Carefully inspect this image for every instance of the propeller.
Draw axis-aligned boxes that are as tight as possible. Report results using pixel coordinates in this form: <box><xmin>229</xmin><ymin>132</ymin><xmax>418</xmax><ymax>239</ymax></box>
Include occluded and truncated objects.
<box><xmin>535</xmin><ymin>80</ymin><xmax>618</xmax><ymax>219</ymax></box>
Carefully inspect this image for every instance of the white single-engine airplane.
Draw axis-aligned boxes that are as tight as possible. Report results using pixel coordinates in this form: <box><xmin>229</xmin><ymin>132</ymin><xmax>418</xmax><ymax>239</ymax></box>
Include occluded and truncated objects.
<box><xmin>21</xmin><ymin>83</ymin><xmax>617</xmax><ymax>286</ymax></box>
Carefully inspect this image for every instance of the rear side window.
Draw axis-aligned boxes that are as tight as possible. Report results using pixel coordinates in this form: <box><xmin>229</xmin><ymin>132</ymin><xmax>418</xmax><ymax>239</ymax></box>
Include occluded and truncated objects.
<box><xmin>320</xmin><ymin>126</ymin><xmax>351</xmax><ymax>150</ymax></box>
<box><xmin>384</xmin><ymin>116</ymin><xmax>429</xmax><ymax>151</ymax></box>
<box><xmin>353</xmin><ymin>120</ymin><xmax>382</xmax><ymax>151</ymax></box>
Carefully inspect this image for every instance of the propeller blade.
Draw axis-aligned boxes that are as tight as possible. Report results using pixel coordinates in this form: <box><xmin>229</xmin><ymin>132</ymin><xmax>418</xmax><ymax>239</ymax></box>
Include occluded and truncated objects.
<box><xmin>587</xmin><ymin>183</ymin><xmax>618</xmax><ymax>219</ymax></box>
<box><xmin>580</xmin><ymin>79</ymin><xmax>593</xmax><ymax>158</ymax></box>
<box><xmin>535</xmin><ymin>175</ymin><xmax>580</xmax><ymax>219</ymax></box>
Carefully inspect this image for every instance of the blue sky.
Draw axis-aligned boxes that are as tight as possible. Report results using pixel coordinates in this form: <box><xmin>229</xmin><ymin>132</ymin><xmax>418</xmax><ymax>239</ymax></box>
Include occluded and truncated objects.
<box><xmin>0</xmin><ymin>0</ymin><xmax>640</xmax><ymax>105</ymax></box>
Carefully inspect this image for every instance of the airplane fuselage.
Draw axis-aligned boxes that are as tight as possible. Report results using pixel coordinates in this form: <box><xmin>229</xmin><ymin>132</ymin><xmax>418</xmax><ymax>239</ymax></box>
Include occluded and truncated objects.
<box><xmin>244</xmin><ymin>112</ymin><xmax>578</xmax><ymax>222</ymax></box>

* * *

Pull out every line of the records above that contains the word "image", and copy each one unchanged.

Carefully inspect this image for every instance of the propeller.
Carefully inspect this image for every instance of the white single-engine airplane.
Carefully inspect this image for every instance of the rear side window.
Carefully inspect this image for every instance of the propeller blade.
Carefully inspect this image for every instance of the blue sky.
Carefully inspect this image for every instance of the airplane fuselage.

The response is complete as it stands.